● What is asked: Retype the tail of the data exactly, starting at the line containing "of the blurred" and stopping at the last line.

● Data for this task:
=-=-=-=-=

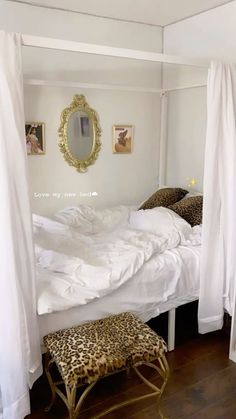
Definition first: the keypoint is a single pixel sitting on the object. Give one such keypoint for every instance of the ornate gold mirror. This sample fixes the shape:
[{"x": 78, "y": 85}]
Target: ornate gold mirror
[{"x": 79, "y": 134}]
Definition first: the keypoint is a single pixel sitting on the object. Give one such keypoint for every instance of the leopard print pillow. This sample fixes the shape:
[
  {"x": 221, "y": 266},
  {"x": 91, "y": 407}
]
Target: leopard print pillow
[
  {"x": 190, "y": 209},
  {"x": 164, "y": 197}
]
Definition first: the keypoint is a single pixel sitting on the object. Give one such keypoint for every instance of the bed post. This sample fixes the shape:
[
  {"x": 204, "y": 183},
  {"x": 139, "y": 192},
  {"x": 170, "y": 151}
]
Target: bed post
[
  {"x": 171, "y": 330},
  {"x": 232, "y": 345},
  {"x": 163, "y": 139}
]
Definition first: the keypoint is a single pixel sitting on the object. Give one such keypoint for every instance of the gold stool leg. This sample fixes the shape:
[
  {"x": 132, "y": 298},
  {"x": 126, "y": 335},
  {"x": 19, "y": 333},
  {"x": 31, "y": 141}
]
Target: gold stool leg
[{"x": 48, "y": 362}]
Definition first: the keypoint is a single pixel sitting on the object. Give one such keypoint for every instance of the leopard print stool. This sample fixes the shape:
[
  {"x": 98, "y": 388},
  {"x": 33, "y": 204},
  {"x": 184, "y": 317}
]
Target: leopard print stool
[{"x": 91, "y": 351}]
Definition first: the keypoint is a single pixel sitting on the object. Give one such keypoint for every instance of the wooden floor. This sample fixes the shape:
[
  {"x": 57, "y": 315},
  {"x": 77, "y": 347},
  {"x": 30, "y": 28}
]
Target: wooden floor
[{"x": 202, "y": 384}]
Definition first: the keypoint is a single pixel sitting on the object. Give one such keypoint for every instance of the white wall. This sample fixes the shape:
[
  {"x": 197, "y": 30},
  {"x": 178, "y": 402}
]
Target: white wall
[
  {"x": 209, "y": 35},
  {"x": 116, "y": 178}
]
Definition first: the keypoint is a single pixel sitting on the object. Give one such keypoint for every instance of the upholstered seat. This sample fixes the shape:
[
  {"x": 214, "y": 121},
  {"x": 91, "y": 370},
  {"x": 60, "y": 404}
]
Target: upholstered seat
[{"x": 89, "y": 352}]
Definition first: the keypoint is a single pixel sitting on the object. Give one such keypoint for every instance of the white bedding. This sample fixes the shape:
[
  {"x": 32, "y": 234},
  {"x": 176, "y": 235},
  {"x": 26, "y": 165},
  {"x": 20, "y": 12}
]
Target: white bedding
[
  {"x": 166, "y": 281},
  {"x": 76, "y": 268}
]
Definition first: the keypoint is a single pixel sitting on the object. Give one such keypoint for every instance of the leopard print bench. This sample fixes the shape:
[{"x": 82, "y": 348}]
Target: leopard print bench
[{"x": 91, "y": 351}]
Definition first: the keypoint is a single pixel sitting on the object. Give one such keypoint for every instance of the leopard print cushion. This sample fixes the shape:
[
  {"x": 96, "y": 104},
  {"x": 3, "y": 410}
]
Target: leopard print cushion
[
  {"x": 190, "y": 209},
  {"x": 95, "y": 349},
  {"x": 164, "y": 197}
]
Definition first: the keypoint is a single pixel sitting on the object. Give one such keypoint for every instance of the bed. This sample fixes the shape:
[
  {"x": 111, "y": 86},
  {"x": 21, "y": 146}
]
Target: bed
[{"x": 145, "y": 262}]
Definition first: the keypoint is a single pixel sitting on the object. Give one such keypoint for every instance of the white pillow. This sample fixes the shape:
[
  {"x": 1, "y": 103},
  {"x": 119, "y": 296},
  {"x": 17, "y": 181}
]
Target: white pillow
[{"x": 159, "y": 221}]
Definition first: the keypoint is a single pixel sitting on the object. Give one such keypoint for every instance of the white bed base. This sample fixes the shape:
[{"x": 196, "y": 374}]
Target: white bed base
[{"x": 171, "y": 329}]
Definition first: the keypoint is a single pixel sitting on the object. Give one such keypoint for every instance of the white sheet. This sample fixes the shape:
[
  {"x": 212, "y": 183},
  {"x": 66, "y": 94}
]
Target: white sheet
[
  {"x": 75, "y": 268},
  {"x": 166, "y": 281}
]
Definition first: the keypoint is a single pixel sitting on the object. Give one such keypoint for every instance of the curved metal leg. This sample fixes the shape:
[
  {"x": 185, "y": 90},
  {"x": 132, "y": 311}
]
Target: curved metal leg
[{"x": 48, "y": 362}]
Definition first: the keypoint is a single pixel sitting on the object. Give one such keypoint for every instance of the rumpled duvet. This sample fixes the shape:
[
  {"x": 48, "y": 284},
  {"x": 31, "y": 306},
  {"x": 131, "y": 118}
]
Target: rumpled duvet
[{"x": 86, "y": 257}]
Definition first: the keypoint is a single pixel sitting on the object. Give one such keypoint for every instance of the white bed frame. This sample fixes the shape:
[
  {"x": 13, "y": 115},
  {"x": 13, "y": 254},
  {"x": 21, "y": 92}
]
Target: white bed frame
[{"x": 78, "y": 47}]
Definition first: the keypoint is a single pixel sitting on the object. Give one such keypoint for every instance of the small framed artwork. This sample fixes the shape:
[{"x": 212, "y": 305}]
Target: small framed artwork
[
  {"x": 34, "y": 137},
  {"x": 122, "y": 141}
]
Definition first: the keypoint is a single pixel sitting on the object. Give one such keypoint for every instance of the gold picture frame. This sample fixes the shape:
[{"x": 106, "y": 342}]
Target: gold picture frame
[
  {"x": 34, "y": 137},
  {"x": 122, "y": 139}
]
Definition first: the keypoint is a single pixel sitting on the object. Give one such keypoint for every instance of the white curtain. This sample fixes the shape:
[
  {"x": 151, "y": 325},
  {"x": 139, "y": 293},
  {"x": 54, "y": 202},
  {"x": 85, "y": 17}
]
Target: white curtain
[
  {"x": 218, "y": 261},
  {"x": 20, "y": 358}
]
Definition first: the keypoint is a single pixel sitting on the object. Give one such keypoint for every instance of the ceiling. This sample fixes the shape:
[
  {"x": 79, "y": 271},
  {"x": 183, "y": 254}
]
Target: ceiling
[{"x": 154, "y": 12}]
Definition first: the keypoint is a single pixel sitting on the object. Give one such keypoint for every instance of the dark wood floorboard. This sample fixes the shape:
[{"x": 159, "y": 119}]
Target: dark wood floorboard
[{"x": 202, "y": 384}]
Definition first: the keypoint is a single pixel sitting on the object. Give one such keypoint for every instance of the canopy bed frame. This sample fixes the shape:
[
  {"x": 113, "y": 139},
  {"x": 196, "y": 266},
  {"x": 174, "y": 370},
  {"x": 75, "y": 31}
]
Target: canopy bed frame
[{"x": 78, "y": 47}]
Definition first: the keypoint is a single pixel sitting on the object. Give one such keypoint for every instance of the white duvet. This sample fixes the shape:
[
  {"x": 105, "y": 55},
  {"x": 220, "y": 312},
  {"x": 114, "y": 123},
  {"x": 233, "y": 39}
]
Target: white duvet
[{"x": 75, "y": 267}]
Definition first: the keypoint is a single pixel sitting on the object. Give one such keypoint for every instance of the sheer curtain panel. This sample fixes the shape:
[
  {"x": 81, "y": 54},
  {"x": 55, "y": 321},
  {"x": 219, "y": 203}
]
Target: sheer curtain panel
[
  {"x": 20, "y": 358},
  {"x": 218, "y": 260}
]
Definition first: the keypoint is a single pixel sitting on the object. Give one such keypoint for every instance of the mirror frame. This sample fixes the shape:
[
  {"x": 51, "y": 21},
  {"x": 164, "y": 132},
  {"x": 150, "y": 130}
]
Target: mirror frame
[{"x": 79, "y": 103}]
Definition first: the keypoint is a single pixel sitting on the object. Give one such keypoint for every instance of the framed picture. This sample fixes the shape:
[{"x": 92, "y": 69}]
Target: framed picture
[
  {"x": 34, "y": 137},
  {"x": 122, "y": 141}
]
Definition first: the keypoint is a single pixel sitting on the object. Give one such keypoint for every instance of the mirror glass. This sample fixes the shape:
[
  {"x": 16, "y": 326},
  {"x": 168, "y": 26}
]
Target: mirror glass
[{"x": 79, "y": 134}]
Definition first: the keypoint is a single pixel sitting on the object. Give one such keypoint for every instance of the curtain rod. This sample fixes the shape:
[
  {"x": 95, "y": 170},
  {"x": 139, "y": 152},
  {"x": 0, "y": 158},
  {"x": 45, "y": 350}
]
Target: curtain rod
[
  {"x": 61, "y": 83},
  {"x": 64, "y": 45}
]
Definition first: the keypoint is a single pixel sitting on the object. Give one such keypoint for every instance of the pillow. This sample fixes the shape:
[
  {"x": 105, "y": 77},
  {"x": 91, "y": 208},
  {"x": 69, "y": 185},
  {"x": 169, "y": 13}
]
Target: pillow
[
  {"x": 190, "y": 209},
  {"x": 163, "y": 198},
  {"x": 160, "y": 221}
]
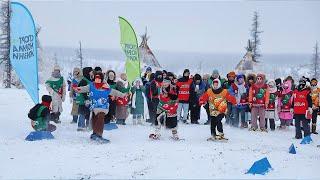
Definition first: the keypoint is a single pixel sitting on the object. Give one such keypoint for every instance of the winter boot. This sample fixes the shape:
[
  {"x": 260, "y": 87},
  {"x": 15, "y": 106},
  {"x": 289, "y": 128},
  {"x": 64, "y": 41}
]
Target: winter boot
[{"x": 314, "y": 128}]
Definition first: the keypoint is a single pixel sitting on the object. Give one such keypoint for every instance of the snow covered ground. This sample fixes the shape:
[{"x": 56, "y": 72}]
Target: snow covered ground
[{"x": 132, "y": 155}]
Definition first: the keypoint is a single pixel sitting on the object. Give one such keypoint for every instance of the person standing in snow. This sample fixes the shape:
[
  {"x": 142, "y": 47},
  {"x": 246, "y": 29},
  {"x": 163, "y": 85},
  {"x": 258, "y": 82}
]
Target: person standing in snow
[
  {"x": 99, "y": 93},
  {"x": 284, "y": 104},
  {"x": 40, "y": 115},
  {"x": 139, "y": 106},
  {"x": 315, "y": 94},
  {"x": 184, "y": 88},
  {"x": 82, "y": 99},
  {"x": 111, "y": 80},
  {"x": 145, "y": 78},
  {"x": 217, "y": 97},
  {"x": 122, "y": 103},
  {"x": 241, "y": 91},
  {"x": 258, "y": 101},
  {"x": 301, "y": 107},
  {"x": 155, "y": 87},
  {"x": 77, "y": 77},
  {"x": 199, "y": 89},
  {"x": 271, "y": 109},
  {"x": 229, "y": 85},
  {"x": 57, "y": 89},
  {"x": 166, "y": 110},
  {"x": 251, "y": 79}
]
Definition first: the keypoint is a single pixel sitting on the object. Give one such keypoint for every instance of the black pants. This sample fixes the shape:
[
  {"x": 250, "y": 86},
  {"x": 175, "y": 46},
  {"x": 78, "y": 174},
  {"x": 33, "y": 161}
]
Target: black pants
[
  {"x": 216, "y": 123},
  {"x": 153, "y": 110},
  {"x": 194, "y": 113},
  {"x": 206, "y": 107},
  {"x": 314, "y": 116},
  {"x": 298, "y": 118}
]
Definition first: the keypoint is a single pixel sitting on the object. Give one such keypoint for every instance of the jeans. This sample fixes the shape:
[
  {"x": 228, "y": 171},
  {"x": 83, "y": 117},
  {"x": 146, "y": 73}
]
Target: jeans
[{"x": 185, "y": 108}]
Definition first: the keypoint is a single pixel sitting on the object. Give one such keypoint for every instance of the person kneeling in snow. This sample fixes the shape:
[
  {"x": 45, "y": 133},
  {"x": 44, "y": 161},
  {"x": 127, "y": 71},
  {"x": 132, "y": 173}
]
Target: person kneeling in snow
[
  {"x": 40, "y": 115},
  {"x": 99, "y": 92},
  {"x": 217, "y": 97},
  {"x": 167, "y": 110}
]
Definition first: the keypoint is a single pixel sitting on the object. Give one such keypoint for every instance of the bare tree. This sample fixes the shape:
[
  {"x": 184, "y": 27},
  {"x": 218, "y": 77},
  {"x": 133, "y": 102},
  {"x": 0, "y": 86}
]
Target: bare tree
[
  {"x": 255, "y": 35},
  {"x": 5, "y": 13},
  {"x": 315, "y": 63}
]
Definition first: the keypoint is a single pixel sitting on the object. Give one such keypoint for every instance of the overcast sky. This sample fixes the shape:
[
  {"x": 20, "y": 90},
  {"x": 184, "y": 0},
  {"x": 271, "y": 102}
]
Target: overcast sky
[{"x": 213, "y": 27}]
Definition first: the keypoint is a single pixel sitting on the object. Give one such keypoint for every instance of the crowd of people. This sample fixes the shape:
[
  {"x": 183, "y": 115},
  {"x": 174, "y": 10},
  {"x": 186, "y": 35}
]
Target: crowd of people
[{"x": 163, "y": 99}]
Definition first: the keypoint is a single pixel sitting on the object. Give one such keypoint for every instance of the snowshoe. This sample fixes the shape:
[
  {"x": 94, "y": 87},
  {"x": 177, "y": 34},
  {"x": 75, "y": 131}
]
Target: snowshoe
[
  {"x": 154, "y": 136},
  {"x": 252, "y": 129},
  {"x": 263, "y": 130},
  {"x": 99, "y": 139}
]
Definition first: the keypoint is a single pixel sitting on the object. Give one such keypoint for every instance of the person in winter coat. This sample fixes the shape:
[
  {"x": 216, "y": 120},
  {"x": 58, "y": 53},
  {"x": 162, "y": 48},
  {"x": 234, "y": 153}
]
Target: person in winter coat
[
  {"x": 301, "y": 107},
  {"x": 199, "y": 89},
  {"x": 241, "y": 91},
  {"x": 167, "y": 110},
  {"x": 258, "y": 101},
  {"x": 77, "y": 77},
  {"x": 205, "y": 80},
  {"x": 271, "y": 109},
  {"x": 111, "y": 80},
  {"x": 146, "y": 76},
  {"x": 315, "y": 94},
  {"x": 148, "y": 95},
  {"x": 57, "y": 90},
  {"x": 99, "y": 92},
  {"x": 284, "y": 104},
  {"x": 139, "y": 106},
  {"x": 251, "y": 79},
  {"x": 216, "y": 75},
  {"x": 40, "y": 115},
  {"x": 155, "y": 87},
  {"x": 231, "y": 112},
  {"x": 122, "y": 103},
  {"x": 184, "y": 87},
  {"x": 217, "y": 97},
  {"x": 82, "y": 99}
]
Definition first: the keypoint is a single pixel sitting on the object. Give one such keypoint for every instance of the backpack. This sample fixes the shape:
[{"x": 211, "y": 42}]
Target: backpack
[{"x": 34, "y": 111}]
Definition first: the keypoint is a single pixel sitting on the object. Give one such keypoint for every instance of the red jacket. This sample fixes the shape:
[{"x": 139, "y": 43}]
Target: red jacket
[{"x": 184, "y": 90}]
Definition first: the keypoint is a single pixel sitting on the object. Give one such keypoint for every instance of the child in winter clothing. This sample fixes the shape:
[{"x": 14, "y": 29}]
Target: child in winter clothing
[
  {"x": 57, "y": 89},
  {"x": 40, "y": 115},
  {"x": 271, "y": 114},
  {"x": 241, "y": 91},
  {"x": 315, "y": 95},
  {"x": 122, "y": 103},
  {"x": 302, "y": 104},
  {"x": 284, "y": 104},
  {"x": 77, "y": 77},
  {"x": 139, "y": 106},
  {"x": 258, "y": 101},
  {"x": 251, "y": 79},
  {"x": 199, "y": 89},
  {"x": 111, "y": 81},
  {"x": 217, "y": 97},
  {"x": 99, "y": 92},
  {"x": 231, "y": 111},
  {"x": 167, "y": 110}
]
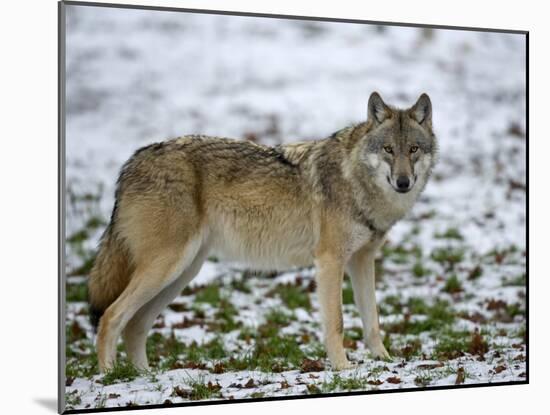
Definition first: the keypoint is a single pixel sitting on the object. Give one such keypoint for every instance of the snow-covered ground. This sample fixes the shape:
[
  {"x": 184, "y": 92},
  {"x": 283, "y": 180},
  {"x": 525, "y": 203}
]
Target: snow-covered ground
[{"x": 457, "y": 263}]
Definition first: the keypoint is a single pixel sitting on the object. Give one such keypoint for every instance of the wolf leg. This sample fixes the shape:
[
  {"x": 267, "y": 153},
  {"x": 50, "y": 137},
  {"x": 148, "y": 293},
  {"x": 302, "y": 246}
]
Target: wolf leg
[
  {"x": 147, "y": 281},
  {"x": 330, "y": 273},
  {"x": 135, "y": 332},
  {"x": 361, "y": 270}
]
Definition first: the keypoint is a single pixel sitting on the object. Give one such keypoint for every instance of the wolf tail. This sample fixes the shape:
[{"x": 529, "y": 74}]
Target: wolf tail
[{"x": 109, "y": 275}]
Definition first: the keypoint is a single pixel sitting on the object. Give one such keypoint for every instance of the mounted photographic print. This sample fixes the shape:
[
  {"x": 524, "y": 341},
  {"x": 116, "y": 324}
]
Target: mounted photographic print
[{"x": 260, "y": 207}]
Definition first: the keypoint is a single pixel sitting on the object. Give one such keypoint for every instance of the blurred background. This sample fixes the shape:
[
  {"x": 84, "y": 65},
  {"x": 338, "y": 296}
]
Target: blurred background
[{"x": 135, "y": 77}]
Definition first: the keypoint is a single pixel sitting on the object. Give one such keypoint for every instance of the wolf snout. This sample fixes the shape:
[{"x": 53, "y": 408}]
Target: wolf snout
[{"x": 403, "y": 184}]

=-=-=-=-=

● Task solution:
Definition first: the keypoint is a single pixel sitting on the object. Give one such keypoint for every instance of the blurred background. This sample fixes the shape:
[
  {"x": 84, "y": 65},
  {"x": 338, "y": 296}
]
Target: blurred background
[{"x": 135, "y": 77}]
Definition first: the keypoint is a single pixel sitting on the object. Give one such keypoint for every instance of the wolf snout. This sample fixes the shape:
[{"x": 53, "y": 408}]
Target: wolf snout
[{"x": 403, "y": 184}]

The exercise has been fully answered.